Scan the material for the word "vine" and copy each line where it occurs.
_____
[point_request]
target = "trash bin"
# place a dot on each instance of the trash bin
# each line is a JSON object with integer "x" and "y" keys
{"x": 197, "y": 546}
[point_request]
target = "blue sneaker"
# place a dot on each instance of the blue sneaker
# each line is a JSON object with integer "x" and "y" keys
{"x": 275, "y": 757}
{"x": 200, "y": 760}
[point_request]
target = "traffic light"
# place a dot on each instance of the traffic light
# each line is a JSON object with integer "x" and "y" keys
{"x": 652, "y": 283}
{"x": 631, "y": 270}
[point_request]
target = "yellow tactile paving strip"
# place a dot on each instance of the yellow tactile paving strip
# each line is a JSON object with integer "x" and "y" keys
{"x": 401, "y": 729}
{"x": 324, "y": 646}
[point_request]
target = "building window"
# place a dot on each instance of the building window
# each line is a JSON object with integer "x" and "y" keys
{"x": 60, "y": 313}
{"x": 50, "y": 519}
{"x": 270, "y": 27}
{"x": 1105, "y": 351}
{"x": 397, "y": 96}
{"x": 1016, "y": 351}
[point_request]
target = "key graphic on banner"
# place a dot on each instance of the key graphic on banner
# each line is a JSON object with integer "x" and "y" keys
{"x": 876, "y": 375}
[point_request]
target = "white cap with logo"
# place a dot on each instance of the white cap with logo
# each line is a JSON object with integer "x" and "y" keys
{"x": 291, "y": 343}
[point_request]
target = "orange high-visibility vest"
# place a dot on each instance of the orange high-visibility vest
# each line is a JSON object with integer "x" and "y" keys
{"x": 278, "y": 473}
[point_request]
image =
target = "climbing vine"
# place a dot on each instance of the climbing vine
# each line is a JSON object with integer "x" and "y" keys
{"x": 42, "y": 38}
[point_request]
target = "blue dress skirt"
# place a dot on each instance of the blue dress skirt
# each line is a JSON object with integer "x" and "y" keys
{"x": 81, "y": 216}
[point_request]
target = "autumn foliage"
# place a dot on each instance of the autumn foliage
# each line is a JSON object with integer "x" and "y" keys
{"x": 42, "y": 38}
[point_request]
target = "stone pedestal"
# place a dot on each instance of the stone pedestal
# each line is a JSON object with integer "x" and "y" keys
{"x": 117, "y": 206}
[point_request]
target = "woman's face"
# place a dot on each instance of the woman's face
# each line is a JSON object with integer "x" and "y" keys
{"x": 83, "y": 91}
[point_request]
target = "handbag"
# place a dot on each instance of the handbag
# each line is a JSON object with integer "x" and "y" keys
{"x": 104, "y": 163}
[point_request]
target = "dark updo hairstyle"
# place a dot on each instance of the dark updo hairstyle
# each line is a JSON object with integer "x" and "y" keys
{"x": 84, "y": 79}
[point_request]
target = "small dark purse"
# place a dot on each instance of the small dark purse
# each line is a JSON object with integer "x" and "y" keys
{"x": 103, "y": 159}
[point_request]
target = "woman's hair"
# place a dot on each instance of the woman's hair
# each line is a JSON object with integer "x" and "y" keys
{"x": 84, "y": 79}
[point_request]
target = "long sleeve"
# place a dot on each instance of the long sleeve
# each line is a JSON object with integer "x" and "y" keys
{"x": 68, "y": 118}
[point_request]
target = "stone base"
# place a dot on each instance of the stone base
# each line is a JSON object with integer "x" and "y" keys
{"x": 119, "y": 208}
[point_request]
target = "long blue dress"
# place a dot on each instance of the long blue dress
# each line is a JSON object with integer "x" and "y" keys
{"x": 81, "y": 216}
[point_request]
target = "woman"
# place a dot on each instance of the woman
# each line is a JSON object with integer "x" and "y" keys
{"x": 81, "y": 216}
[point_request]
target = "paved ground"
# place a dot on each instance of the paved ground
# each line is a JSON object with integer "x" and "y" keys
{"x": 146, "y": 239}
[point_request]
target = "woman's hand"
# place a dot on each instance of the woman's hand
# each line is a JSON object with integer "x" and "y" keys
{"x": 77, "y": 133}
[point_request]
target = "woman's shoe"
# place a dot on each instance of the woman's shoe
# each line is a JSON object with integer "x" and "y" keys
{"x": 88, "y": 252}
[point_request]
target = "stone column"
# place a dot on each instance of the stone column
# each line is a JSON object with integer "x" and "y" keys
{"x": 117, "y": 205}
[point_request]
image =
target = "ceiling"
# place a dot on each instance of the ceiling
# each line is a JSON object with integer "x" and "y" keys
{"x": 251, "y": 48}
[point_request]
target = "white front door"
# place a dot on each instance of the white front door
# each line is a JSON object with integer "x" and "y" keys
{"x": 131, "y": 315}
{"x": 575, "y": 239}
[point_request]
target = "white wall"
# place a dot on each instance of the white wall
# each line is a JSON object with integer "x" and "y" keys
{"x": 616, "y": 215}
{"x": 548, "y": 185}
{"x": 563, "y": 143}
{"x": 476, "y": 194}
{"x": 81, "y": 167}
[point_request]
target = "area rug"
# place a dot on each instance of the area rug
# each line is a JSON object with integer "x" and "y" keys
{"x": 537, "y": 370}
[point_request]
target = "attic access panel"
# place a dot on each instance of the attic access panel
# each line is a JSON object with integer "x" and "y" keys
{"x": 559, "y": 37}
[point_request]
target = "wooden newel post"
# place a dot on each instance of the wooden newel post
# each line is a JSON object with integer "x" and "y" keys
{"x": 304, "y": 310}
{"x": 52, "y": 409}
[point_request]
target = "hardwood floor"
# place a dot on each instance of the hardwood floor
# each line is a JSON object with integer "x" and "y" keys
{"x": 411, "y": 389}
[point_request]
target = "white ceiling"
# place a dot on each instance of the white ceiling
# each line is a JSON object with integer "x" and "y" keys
_____
→ **Task solution**:
target = "climbing vine"
# place a dot on each instance of the climbing vine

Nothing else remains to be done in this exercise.